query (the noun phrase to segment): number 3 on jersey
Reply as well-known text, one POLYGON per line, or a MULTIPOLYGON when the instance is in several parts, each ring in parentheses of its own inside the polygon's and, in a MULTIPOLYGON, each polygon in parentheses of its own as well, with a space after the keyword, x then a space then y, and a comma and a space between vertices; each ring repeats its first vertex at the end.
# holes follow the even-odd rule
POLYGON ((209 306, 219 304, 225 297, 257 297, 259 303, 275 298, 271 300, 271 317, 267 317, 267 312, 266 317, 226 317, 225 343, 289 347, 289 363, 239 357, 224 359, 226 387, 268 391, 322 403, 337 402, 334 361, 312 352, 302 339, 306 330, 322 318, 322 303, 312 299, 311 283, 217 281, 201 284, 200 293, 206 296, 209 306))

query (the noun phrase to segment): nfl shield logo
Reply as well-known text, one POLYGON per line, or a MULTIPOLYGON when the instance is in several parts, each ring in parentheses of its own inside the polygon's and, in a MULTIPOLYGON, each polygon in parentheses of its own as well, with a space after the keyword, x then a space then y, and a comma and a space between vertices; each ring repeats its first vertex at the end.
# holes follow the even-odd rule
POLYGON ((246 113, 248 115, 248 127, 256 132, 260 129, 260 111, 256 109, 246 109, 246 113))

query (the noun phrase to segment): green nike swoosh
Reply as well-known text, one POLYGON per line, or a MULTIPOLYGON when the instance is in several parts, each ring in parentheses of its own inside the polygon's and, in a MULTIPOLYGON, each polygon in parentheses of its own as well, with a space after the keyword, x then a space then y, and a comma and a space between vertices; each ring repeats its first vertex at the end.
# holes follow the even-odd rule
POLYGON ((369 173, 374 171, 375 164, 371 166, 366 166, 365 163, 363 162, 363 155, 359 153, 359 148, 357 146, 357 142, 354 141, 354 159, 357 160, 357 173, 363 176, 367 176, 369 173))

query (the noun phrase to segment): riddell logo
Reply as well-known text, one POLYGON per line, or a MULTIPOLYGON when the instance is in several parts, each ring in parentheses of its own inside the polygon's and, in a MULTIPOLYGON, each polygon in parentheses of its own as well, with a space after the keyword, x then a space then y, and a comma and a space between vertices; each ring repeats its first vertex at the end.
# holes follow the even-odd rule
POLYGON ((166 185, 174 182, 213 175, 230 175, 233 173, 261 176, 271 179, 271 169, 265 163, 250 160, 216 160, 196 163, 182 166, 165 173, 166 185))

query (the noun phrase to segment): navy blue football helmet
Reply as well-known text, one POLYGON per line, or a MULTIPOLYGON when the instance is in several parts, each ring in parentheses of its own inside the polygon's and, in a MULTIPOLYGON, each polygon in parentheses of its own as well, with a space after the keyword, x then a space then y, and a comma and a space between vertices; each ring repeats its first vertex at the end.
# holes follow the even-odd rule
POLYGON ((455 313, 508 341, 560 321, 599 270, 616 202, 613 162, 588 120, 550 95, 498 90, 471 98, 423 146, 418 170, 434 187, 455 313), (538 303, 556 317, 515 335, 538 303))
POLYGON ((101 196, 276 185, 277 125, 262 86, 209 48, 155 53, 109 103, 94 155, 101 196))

□ □ □ □

• WHAT THIS TASK INVOLVES
Output every line of the material above verbatim, changing nothing.

• REPLY
query (the noun phrase to segment): number 3 on jersey
Reply as well-known text, one POLYGON per line, or a MULTIPOLYGON when the instance is in several parts, each ring in parentheses of its own inside the polygon's and, in a MULTIPOLYGON, each polygon in parentheses of its own as well, with a space after the keyword, x then a space then y, and a comma and a space between vertices; each ring repeats its first vertex at the end.
# holes follow the even-odd rule
POLYGON ((209 306, 219 304, 225 297, 257 297, 259 303, 275 298, 271 300, 271 317, 267 317, 267 312, 266 317, 226 317, 225 343, 289 347, 289 363, 239 357, 224 359, 226 387, 268 391, 322 403, 337 402, 334 361, 312 352, 302 339, 306 330, 322 318, 322 303, 312 299, 311 283, 217 281, 201 284, 200 293, 206 296, 209 306))

query (the noun phrase to segment): nfl shield logo
Reply as well-known text, one POLYGON per line, or a MULTIPOLYGON when the instance is in several parts, each ring in parentheses of its own inside the polygon's and, in a MULTIPOLYGON, each polygon in parentheses of its own as well, with a space after the keyword, x then a space then y, and a comma and a space between vertices; each ring repeats its first vertex at the end.
# holes follow the even-odd rule
POLYGON ((246 113, 248 115, 248 127, 256 132, 260 129, 260 111, 256 109, 246 109, 246 113))

query (the noun phrase to segment): green nike swoosh
Reply as well-known text, one POLYGON per line, or a MULTIPOLYGON when the instance is in several parts, each ring in parentheses of its own inside the polygon's and, in a MULTIPOLYGON, each polygon in parentheses of its own as well, with a space after the keyword, x then a space then y, and a comma and a space between vertices; each ring repeats its first vertex at the end.
# holes follow the even-odd rule
POLYGON ((369 173, 374 171, 375 164, 371 166, 366 166, 365 163, 363 162, 363 155, 359 153, 359 148, 357 146, 357 142, 354 141, 354 159, 357 160, 357 173, 363 176, 367 176, 369 173))

query (the noun phrase to segment): riddell logo
Reply as well-known text, one POLYGON per line, or a MULTIPOLYGON when the instance is in several parts, each ring in parentheses of its own inside the polygon's and, in a MULTIPOLYGON, each polygon in parentheses of its own as well, with a space after the keyword, x then a space then y, and a comma and a space between vertices; each ring repeats its first vertex at the end.
# holes follow the even-odd rule
POLYGON ((166 185, 174 182, 213 175, 230 175, 233 173, 261 176, 271 179, 271 169, 265 163, 250 160, 216 160, 196 163, 182 166, 165 173, 166 185))

query (the noun phrase to segment): navy blue football helmet
Reply as well-known text, one POLYGON per line, or a MULTIPOLYGON when the instance is in several parts, each ring in parentheses of its own inside the polygon's and, in a MULTIPOLYGON, each polygon in parentheses of its own as well, with a space after the keyword, x then a space then y, and a comma and a space between vertices; each ring repeats its first vertex at the end.
# holes follow the even-odd rule
POLYGON ((455 313, 508 341, 560 321, 599 270, 616 202, 613 162, 588 120, 550 95, 498 90, 471 98, 423 146, 418 170, 434 187, 455 313), (538 303, 556 317, 515 335, 538 303))
POLYGON ((101 196, 276 185, 277 125, 262 86, 209 48, 155 53, 109 103, 94 155, 101 196))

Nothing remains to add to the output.